Results and Discussion

Hydrodynamic Chromatography

Hydrodynamic chromatography (HDC) is a technique in which macromolecules and particles are separated according to size in a column packed with solid or porous beads. It is a rapid and, in principle, convenient method to obtain a fingerprint of the size distribution of particles. Large particles will migrate at average velocities corresponding to the faster streamlines, whereas the smaller particles can also occupy the much slower streamlines close to the walls of the channel (See Section S-1 for a more detailed explanation).

**Exercise**.
Continue the passage on hydrodynamic chromatography from its last sentence. The data that follows is separate from this text.

**Listing**.
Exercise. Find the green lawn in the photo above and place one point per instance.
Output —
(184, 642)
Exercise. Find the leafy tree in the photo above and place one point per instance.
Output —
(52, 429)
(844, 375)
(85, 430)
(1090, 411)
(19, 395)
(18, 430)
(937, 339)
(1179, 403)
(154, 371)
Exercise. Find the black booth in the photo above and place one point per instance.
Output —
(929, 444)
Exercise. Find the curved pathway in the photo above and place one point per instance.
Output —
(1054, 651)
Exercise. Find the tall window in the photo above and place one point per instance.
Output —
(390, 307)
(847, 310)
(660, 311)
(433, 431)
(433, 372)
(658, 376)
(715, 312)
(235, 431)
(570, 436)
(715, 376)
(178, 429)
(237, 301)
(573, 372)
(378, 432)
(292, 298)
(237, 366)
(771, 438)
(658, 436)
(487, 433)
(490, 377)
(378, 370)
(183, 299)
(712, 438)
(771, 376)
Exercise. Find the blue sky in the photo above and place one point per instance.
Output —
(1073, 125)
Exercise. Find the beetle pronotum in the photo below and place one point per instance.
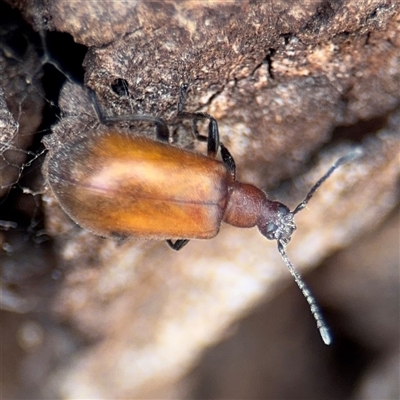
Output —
(118, 184)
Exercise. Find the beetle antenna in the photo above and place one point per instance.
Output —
(342, 160)
(316, 312)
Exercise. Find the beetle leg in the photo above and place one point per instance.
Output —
(178, 244)
(228, 161)
(162, 131)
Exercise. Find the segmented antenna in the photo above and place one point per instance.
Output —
(342, 160)
(315, 310)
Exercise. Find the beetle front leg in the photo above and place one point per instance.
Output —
(178, 244)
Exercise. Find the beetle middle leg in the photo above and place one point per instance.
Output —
(212, 138)
(178, 244)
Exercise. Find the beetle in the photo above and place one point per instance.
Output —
(118, 184)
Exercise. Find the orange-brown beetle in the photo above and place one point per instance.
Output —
(117, 184)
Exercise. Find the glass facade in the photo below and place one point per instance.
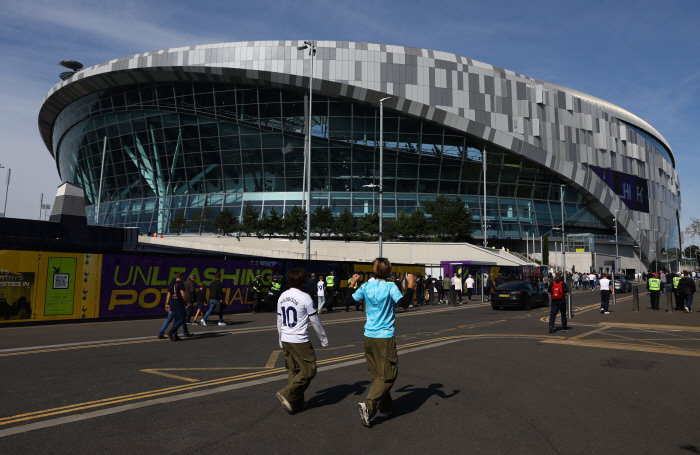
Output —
(175, 147)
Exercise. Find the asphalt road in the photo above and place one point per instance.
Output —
(471, 380)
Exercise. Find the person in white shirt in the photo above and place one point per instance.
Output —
(294, 311)
(470, 287)
(321, 292)
(591, 281)
(457, 283)
(606, 288)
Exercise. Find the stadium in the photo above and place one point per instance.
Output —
(224, 124)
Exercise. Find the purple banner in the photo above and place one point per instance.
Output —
(633, 191)
(138, 285)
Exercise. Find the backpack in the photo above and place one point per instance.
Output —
(557, 290)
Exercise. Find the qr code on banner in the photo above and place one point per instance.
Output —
(60, 280)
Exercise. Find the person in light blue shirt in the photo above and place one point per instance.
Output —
(380, 345)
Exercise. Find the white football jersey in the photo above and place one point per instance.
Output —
(293, 310)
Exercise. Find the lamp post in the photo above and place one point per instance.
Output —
(381, 170)
(563, 234)
(483, 215)
(7, 189)
(311, 46)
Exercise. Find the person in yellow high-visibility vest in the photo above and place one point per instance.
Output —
(654, 285)
(331, 290)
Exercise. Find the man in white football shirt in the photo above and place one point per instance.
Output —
(294, 311)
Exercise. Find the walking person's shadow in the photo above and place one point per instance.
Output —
(416, 397)
(336, 394)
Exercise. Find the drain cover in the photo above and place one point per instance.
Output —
(642, 365)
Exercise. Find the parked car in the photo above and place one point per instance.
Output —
(521, 294)
(622, 284)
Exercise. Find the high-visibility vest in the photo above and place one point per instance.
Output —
(654, 284)
(676, 279)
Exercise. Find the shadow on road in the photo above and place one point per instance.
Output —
(415, 398)
(336, 394)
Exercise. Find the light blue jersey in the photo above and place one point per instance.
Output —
(379, 297)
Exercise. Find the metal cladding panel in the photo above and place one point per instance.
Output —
(566, 126)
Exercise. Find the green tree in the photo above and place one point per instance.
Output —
(249, 219)
(450, 220)
(413, 226)
(345, 225)
(368, 226)
(179, 223)
(203, 220)
(295, 224)
(322, 221)
(274, 224)
(225, 223)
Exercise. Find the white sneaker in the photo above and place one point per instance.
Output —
(364, 414)
(285, 403)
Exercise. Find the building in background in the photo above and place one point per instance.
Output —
(223, 124)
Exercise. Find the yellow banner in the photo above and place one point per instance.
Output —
(46, 286)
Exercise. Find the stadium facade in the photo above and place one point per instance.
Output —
(223, 124)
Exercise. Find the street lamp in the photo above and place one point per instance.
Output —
(311, 46)
(7, 189)
(381, 170)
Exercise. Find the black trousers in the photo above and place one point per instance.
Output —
(256, 302)
(604, 300)
(655, 295)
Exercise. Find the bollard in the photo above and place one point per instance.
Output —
(569, 307)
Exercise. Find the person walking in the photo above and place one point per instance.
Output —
(216, 297)
(201, 298)
(274, 294)
(470, 287)
(558, 290)
(687, 288)
(295, 310)
(176, 299)
(191, 294)
(457, 283)
(321, 293)
(654, 286)
(330, 292)
(488, 285)
(380, 343)
(257, 294)
(311, 289)
(606, 290)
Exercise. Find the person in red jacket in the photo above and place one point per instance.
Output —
(558, 290)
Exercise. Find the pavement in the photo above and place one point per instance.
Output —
(471, 380)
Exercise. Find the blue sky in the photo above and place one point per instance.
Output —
(640, 55)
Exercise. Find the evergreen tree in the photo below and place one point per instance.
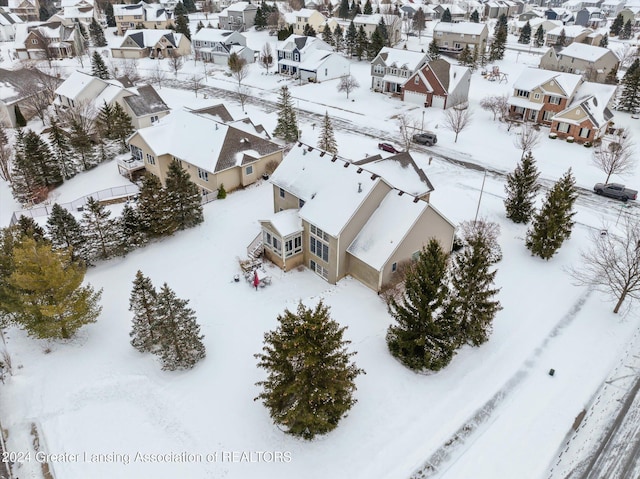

**In response**.
While HDC separations can be carried out on columns with porous particles, we chose to utilize nonporous particles as the stationary phase to rule out separation based on permeation. For such stationary phases, the HDC domain utilizes a rather narrow domain generally between 0.8 < τ < 1.0, where τ is the ratio between the analyte elution time (or volume) and the dead time (or volume) of the column (τ = te/t0 = Ve/V0). However, the used column featured a dead volume of approximately 14 mL. As a result, at a flow rate of 1 mL min–1, the first 12 mL (V0 ≈ 14 mL; τ ≈ 0.85) of the separation fell outside of the HDC domain and were not helpful (see Figure S-1A). In LC × LC, with a first-dimension flow rate at least 1 order of magnitude lower, the prospect of waiting for this volume to elute is certainly not attractive.

Fortunately, the band broadening does not heavily depend on the flow rate (see Figure S-1 for an expanded explanation).[26−28] Consequently, we increased the flow rate to flush through the first 11.9 mL of eluent. This essentially reduced the analysis time for the 1D-HDC method to 3 min, and the analysis time for the 2D-LC method to 60 min, as will be shown later.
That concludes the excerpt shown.